▸ What you have to do: Locate each line in the data below that contains the word "wall" and copy those lines out in full.

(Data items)
++++++++++
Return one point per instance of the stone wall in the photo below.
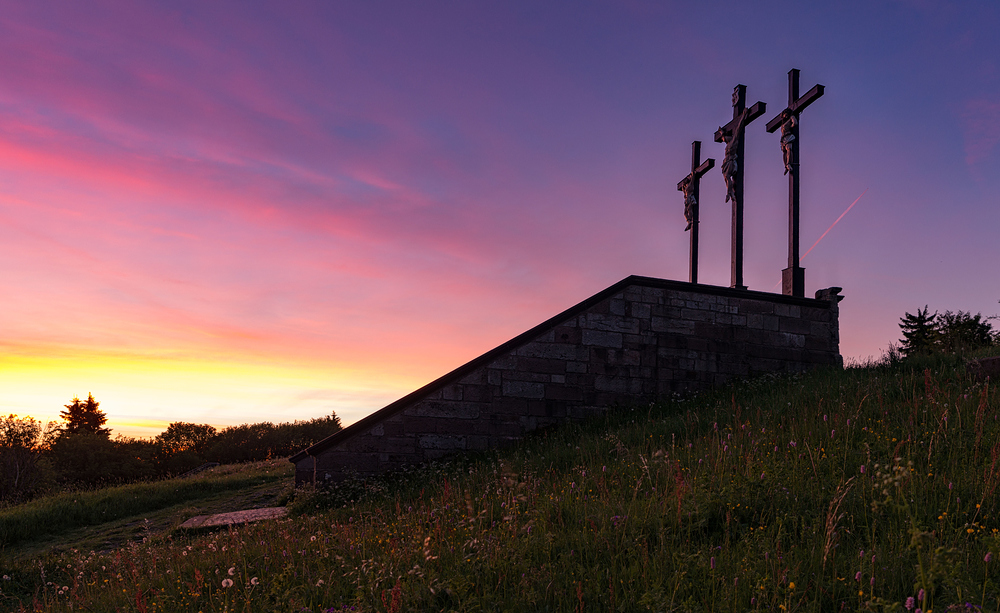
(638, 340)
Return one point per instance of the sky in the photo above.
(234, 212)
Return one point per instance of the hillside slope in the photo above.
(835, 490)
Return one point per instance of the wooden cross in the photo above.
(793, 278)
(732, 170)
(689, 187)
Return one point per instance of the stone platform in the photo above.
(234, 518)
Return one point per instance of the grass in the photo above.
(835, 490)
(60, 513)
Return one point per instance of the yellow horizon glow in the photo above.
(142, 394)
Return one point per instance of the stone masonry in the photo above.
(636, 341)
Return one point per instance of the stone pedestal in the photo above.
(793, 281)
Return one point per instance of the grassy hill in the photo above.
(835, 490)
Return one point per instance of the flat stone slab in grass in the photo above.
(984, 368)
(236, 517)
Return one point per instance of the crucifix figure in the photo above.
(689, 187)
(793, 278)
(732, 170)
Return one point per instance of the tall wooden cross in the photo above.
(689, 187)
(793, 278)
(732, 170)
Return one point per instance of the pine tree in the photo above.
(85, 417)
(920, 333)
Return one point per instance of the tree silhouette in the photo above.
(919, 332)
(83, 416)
++++++++++
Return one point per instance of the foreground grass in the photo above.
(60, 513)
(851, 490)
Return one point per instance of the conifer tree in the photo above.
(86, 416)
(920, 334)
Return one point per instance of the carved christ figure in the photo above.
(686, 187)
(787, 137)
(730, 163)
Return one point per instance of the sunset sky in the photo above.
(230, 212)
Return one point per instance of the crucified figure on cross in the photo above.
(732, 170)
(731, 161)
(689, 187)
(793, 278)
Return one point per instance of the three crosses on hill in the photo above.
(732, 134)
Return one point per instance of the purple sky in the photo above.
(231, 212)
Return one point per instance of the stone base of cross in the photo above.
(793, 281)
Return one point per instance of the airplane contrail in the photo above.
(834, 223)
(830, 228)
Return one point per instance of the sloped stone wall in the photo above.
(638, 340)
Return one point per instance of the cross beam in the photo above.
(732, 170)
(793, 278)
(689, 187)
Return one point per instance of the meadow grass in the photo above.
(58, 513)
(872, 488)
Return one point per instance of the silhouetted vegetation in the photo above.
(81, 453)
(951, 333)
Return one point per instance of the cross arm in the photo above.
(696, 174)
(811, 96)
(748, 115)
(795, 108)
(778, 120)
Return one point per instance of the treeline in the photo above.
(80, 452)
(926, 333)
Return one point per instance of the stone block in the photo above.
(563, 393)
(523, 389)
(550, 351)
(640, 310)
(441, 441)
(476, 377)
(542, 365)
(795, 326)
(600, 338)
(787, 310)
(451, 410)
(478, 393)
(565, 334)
++++++++++
▸ Output for this exercise:
Return one point per instance of the stone wall in the photo below.
Return one point per instance of the sloped stone wall in the photo above.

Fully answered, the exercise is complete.